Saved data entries
--- START ---

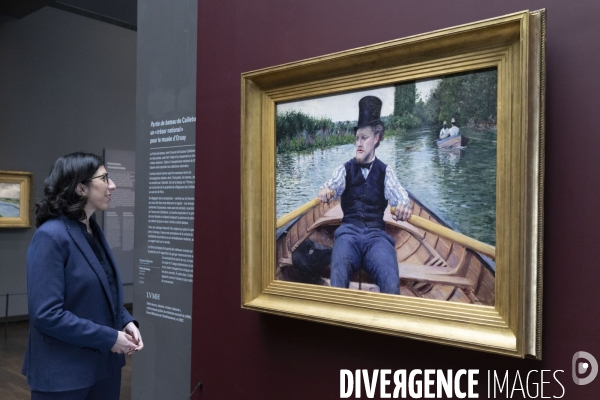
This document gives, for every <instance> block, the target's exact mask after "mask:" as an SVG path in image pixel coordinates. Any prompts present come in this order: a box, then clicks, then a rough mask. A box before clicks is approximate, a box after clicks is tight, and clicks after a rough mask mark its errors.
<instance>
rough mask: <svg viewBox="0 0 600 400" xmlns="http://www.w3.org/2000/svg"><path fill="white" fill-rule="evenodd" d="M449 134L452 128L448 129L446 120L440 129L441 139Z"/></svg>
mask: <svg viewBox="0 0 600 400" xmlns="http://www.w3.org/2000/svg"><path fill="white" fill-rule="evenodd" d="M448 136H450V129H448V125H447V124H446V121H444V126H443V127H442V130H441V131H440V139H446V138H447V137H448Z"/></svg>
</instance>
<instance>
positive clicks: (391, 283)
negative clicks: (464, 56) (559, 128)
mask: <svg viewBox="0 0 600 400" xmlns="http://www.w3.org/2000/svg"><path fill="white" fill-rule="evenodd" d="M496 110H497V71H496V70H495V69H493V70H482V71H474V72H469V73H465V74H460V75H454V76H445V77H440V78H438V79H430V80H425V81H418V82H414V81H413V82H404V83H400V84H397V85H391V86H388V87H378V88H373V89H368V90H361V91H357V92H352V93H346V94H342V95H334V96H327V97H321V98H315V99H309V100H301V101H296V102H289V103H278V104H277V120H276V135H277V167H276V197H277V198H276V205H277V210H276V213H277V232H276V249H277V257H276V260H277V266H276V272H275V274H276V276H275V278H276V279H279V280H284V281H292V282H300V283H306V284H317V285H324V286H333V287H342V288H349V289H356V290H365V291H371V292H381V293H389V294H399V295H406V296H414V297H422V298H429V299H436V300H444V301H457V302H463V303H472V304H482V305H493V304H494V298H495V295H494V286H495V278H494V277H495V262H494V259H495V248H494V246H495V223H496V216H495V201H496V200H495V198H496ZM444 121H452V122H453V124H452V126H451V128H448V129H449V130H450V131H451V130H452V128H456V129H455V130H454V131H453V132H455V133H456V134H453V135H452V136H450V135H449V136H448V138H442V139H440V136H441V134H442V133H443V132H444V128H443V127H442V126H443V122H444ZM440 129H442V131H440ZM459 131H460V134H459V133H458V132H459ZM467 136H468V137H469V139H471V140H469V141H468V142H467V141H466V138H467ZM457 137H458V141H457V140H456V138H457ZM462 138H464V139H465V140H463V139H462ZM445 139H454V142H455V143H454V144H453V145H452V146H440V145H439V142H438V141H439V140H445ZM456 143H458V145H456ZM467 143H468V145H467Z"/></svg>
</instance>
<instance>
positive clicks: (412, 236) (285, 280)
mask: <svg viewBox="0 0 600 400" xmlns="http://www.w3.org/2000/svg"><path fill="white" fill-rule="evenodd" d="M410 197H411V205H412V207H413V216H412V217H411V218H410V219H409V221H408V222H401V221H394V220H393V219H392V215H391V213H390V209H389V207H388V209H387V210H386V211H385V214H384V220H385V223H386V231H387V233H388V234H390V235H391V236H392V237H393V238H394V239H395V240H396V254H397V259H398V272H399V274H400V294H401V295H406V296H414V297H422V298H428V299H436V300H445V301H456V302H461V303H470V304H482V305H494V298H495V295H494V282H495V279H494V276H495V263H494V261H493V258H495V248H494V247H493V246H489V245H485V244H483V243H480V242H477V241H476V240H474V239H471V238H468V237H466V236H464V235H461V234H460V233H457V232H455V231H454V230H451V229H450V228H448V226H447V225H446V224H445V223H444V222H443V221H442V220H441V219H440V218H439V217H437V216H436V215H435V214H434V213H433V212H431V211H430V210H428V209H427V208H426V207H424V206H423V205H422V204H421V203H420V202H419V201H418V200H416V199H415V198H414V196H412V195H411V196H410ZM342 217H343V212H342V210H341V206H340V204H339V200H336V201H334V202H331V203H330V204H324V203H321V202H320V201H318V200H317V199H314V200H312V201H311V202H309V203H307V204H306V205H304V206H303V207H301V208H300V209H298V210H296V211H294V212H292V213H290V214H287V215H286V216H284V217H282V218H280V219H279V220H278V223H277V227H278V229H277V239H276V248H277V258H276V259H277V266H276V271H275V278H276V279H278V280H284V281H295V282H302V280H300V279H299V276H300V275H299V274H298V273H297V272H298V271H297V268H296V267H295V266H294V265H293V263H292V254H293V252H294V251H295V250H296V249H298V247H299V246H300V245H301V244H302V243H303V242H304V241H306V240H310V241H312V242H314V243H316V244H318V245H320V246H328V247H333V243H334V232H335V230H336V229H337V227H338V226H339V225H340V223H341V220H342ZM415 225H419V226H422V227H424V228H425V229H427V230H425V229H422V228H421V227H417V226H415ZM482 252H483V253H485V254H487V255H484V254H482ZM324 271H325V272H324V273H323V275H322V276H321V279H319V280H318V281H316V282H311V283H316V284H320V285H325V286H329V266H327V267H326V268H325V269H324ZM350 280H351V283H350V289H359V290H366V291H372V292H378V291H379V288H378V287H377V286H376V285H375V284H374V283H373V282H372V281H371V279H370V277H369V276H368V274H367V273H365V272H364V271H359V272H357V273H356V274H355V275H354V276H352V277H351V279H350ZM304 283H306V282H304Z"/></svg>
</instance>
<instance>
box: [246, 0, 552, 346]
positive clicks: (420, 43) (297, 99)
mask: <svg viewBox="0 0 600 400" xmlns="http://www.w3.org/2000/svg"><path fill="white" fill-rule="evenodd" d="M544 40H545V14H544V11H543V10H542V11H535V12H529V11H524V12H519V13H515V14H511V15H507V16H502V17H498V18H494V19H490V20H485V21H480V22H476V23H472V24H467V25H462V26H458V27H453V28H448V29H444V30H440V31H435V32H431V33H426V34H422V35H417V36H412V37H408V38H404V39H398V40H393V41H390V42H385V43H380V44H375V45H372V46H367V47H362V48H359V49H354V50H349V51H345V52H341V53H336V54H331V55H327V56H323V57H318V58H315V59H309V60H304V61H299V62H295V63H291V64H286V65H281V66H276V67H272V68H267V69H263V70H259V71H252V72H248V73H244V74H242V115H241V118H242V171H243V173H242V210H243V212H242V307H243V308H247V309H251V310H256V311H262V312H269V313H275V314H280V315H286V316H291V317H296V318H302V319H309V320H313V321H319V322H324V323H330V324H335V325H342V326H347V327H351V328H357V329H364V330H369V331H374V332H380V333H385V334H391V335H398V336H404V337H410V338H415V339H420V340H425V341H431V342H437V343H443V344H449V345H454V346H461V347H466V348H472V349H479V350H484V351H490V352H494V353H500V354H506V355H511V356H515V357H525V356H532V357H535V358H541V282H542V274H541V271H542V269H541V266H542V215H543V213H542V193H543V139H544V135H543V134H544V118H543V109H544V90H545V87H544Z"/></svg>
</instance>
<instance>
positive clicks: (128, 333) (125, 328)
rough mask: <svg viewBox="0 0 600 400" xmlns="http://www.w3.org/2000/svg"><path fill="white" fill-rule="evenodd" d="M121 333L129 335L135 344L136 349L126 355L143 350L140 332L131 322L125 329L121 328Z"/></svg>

--- END ---

PROBLEM TO WORK ON:
Please write out all the data again word for word, but not the pictures.

ANSWER TO THIS TASK:
This document gives, for every <instance> block, the target's exact mask after "mask:" as an SVG path in image pixel coordinates. Any prompts present come in this order: a box, then clicks, then a rough mask. A box before clicks is approximate, a box after clicks is tight, and clicks after a rough mask mark its errors.
<instance>
rough mask: <svg viewBox="0 0 600 400" xmlns="http://www.w3.org/2000/svg"><path fill="white" fill-rule="evenodd" d="M449 134L452 128L448 129L446 120L440 129L441 139Z"/></svg>
mask: <svg viewBox="0 0 600 400" xmlns="http://www.w3.org/2000/svg"><path fill="white" fill-rule="evenodd" d="M448 136H450V129H448V125H447V124H446V121H444V126H443V127H442V130H441V131H440V139H446V138H447V137H448Z"/></svg>
</instance>
<instance>
positive clicks: (391, 283)
negative clicks: (464, 56) (559, 128)
mask: <svg viewBox="0 0 600 400" xmlns="http://www.w3.org/2000/svg"><path fill="white" fill-rule="evenodd" d="M496 110H497V71H496V70H495V69H493V70H482V71H474V72H469V73H465V74H460V75H454V76H445V77H440V78H438V79H430V80H425V81H418V82H414V81H413V82H404V83H400V84H397V85H391V86H388V87H378V88H373V89H368V90H361V91H357V92H352V93H346V94H342V95H334V96H327V97H321V98H315V99H309V100H301V101H296V102H289V103H278V104H277V120H276V135H277V167H276V197H277V198H276V205H277V210H276V213H277V232H276V249H277V257H276V260H277V266H276V272H275V274H276V276H275V278H276V279H279V280H284V281H292V282H300V283H306V284H317V285H324V286H333V287H342V288H349V289H356V290H365V291H371V292H381V293H389V294H399V295H406V296H414V297H422V298H429V299H436V300H444V301H457V302H463V303H472V304H482V305H493V304H494V298H495V295H494V286H495V278H494V277H495V262H494V259H495V248H494V246H495V223H496V216H495V201H496V200H495V198H496ZM444 121H452V122H453V124H452V126H451V128H448V129H449V130H450V131H451V130H452V128H456V129H455V130H454V131H453V132H455V133H456V134H453V135H452V136H450V135H449V136H448V138H442V139H440V136H441V134H442V133H443V132H444V128H443V127H442V126H443V122H444ZM440 129H442V131H440ZM459 131H460V134H459V133H458V132H459ZM467 136H468V137H469V139H471V140H469V141H468V142H467V141H466V138H467ZM457 137H458V141H457V140H456V138H457ZM462 138H464V139H465V140H463V139H462ZM445 139H454V142H455V143H454V144H453V145H452V146H440V145H439V142H438V141H439V140H445ZM456 143H458V145H456ZM467 143H468V145H467Z"/></svg>
</instance>
<instance>
positive clicks: (412, 236) (285, 280)
mask: <svg viewBox="0 0 600 400" xmlns="http://www.w3.org/2000/svg"><path fill="white" fill-rule="evenodd" d="M410 197H411V205H412V207H413V216H412V217H411V218H410V219H409V221H408V222H401V221H394V220H393V219H392V215H391V213H390V209H389V207H388V209H387V210H386V211H385V214H384V220H385V223H386V231H387V233H388V234H390V235H391V236H392V237H393V238H394V239H395V240H396V254H397V259H398V272H399V274H400V294H401V295H406V296H414V297H422V298H428V299H436V300H445V301H456V302H461V303H470V304H482V305H494V298H495V295H494V282H495V279H494V276H495V263H494V261H493V258H495V248H494V247H493V246H489V245H485V244H483V243H480V242H477V241H476V240H474V239H471V238H468V237H466V236H464V235H461V234H460V233H457V232H455V231H454V230H451V229H450V228H448V226H447V225H446V224H445V223H444V222H443V221H442V220H441V219H440V218H439V217H437V216H436V215H435V214H434V213H433V212H431V211H430V210H428V209H427V208H426V207H424V206H423V205H422V204H421V203H420V202H419V201H418V200H416V199H415V198H414V196H412V195H411V196H410ZM342 217H343V212H342V210H341V206H340V204H339V200H336V201H334V202H331V203H330V204H324V203H321V202H320V201H318V200H317V199H314V200H312V201H311V202H309V203H307V204H306V205H304V206H303V207H301V208H300V209H298V210H296V211H294V212H292V213H290V214H287V215H286V216H284V217H282V218H280V219H279V220H278V223H277V227H278V229H277V239H276V248H277V258H276V259H277V266H276V271H275V278H276V279H278V280H284V281H295V282H302V280H300V279H299V276H300V275H299V274H298V273H297V272H298V271H297V268H296V267H295V266H294V265H293V263H292V254H293V252H294V251H295V250H296V249H298V247H299V246H300V245H301V244H302V243H303V242H304V241H306V240H310V241H312V242H314V243H316V244H318V245H320V246H328V247H333V243H334V232H335V230H336V229H337V227H338V226H339V225H340V223H341V220H342ZM415 225H419V226H422V227H424V228H425V229H427V230H425V229H422V228H421V227H417V226H415ZM482 252H483V253H485V254H487V255H484V254H482ZM324 271H325V272H324V273H323V275H322V276H321V279H319V280H318V281H316V282H311V283H316V284H320V285H325V286H329V266H327V267H326V268H325V269H324ZM350 280H351V283H350V289H359V290H366V291H372V292H378V291H379V288H378V287H377V286H376V285H375V284H374V283H373V282H372V281H371V279H370V277H369V276H368V274H367V273H365V272H364V271H359V272H357V273H356V274H355V275H354V276H352V277H351V279H350ZM304 283H306V282H304Z"/></svg>
</instance>
<instance>
box: [246, 0, 552, 346]
positive clicks: (420, 43) (297, 99)
mask: <svg viewBox="0 0 600 400" xmlns="http://www.w3.org/2000/svg"><path fill="white" fill-rule="evenodd" d="M544 40H545V14H544V11H543V10H542V11H535V12H529V11H524V12H519V13H515V14H511V15H507V16H502V17H498V18H494V19H490V20H485V21H480V22H476V23H472V24H467V25H462V26H458V27H453V28H448V29H444V30H440V31H435V32H431V33H426V34H422V35H417V36H412V37H408V38H404V39H398V40H393V41H390V42H385V43H380V44H375V45H372V46H367V47H362V48H359V49H354V50H349V51H345V52H341V53H336V54H331V55H327V56H323V57H318V58H315V59H309V60H304V61H299V62H295V63H291V64H286V65H281V66H276V67H272V68H267V69H263V70H259V71H252V72H248V73H244V74H242V115H241V118H242V171H243V173H242V210H243V212H242V307H243V308H247V309H251V310H256V311H262V312H269V313H275V314H280V315H286V316H291V317H296V318H302V319H309V320H313V321H319V322H324V323H330V324H335V325H342V326H347V327H351V328H357V329H364V330H369V331H374V332H380V333H385V334H391V335H398V336H404V337H410V338H415V339H420V340H425V341H431V342H437V343H443V344H449V345H454V346H461V347H466V348H472V349H479V350H484V351H490V352H494V353H500V354H506V355H511V356H515V357H525V356H532V357H535V358H541V282H542V274H541V271H542V269H541V266H542V215H543V213H542V193H543V139H544V135H543V134H544V118H543V109H544V90H545V87H544Z"/></svg>
</instance>
<instance>
positive clicks: (128, 333) (125, 328)
rough mask: <svg viewBox="0 0 600 400" xmlns="http://www.w3.org/2000/svg"><path fill="white" fill-rule="evenodd" d="M121 333L129 335L135 344L136 349L126 355L143 350L140 332L131 322L125 329L121 328Z"/></svg>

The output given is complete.